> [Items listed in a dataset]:
⁂

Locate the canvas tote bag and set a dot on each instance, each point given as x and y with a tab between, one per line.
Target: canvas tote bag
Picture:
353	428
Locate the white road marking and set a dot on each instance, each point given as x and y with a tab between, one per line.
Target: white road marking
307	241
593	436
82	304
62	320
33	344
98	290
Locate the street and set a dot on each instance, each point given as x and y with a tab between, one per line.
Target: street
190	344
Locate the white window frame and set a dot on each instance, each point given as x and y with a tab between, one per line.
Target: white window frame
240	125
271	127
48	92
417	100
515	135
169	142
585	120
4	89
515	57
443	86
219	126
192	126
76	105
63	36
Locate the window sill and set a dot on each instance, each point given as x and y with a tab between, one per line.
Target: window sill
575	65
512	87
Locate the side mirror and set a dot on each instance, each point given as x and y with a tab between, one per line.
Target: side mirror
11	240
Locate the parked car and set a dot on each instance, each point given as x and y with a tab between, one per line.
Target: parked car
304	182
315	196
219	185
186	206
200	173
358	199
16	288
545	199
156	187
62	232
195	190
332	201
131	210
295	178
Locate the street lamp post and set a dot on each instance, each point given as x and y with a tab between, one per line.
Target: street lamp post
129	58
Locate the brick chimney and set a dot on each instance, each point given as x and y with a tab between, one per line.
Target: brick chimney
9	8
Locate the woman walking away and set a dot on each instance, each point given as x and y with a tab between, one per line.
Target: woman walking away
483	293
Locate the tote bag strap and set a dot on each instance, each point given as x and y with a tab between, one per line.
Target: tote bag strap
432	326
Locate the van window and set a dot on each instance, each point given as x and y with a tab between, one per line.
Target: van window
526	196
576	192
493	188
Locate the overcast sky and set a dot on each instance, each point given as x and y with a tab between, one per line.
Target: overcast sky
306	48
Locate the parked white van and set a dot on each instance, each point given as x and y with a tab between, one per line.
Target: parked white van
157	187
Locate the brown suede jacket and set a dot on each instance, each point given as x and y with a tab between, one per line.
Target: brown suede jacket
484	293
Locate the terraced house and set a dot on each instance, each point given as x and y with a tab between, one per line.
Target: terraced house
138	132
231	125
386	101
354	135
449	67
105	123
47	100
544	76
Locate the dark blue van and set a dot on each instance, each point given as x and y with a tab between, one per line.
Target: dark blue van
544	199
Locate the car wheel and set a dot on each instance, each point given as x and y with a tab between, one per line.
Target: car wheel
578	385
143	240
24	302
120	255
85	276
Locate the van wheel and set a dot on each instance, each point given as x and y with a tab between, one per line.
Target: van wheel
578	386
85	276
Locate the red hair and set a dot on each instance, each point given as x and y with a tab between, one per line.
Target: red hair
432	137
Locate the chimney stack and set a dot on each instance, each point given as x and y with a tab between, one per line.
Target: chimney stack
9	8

⁂

> [Exercise directions]:
Write out every entry above, word for word.

> [The response]:
Locate the canvas tote bag and set a dot on each instance, each point given as x and y with a tab between, one per line.
Target: canvas tote bag
Picture:
353	428
Locate the white road marking and set a dot on each instance, each point given as x and y with a tab between, one per line.
Target: white road marking
307	241
593	436
82	304
62	320
33	344
98	290
Locate the street and set a dot on each instance, each point given as x and y with a tab between, one per line.
Target: street
190	344
Locate the white window frame and set a dot on each instance, each point given as x and y with a tab between, one per line.
Target: white window frame
240	125
271	127
48	92
417	100
515	135
169	142
585	120
4	89
515	57
443	86
219	126
192	126
76	105
63	36
Locate the window sill and set a dot on each instance, each point given as x and y with a tab between, one per line.
Target: window sill
575	65
512	87
Locate the side mirror and set a dot on each instance, each point given as x and y with a tab between, one per line.
Target: side mirror
11	240
Locate the parked car and set a dot on each instance, each point given as x and y with a tab between, one per line.
Target: parked car
304	182
315	196
219	185
186	206
200	173
358	199
16	288
545	199
156	187
62	232
195	190
332	201
131	210
295	178
Locate the street lamp post and set a dot on each instance, each point given as x and y with a tab between, one per line.
Target: street lamp post
129	58
Locate the brick chimney and set a dot on each instance, each point given as x and y with a tab between, one per line.
Target: brick chimney
9	8
Locate the woman walking away and set a dot on each instance, each point given as x and y with a tab between, one per line.
Target: woman walking away
483	293
Locate the tote bag strap and set a dot on each instance, each point given as x and y with a tab between, one per line.
Target: tote bag strap
432	326
Locate the van window and set a dot on each instance, each point given as x and y with a tab between, one per line.
Target: van window
526	196
576	192
493	188
Locate the overcast sky and set a dot on each instance, each point given as x and y with a tab between, one per line.
Target: overcast sky
306	48
Locate the parked white van and set a dot on each instance, each point given as x and y with a tab between, one per line.
Target: parked white van
157	187
Locate the brown suede jacket and set a dot on each instance, each point given as x and y with a tab between, one per line.
Target: brown suede jacket
484	293
Locate the terraced house and set a dot on each instance, each point given as x and y with a tab between, one per line.
Target: terraced house
138	132
231	125
386	101
354	135
449	67
105	123
47	100
544	76
Locate the dark blue van and set a dot on each instance, each point given as x and y with a tab between, one per line.
Target: dark blue van
544	199
Locate the car wheel and set a dot on each instance, each point given as x and y with a tab between, one per line.
Target: car wheel
578	385
143	240
24	302
120	255
85	276
Locate the van wheel and set a dot on each instance, each point given as x and y with a tab between, one per line.
Target: van wheel
578	386
85	276
Locate the red hair and set a dot on each instance, each point given as x and y with a tab between, one per line.
Target: red hair
432	137
Locate the chimney stack and set a dot on each instance, each point given as x and y with a tab between, one per line.
Target: chimney stack
9	8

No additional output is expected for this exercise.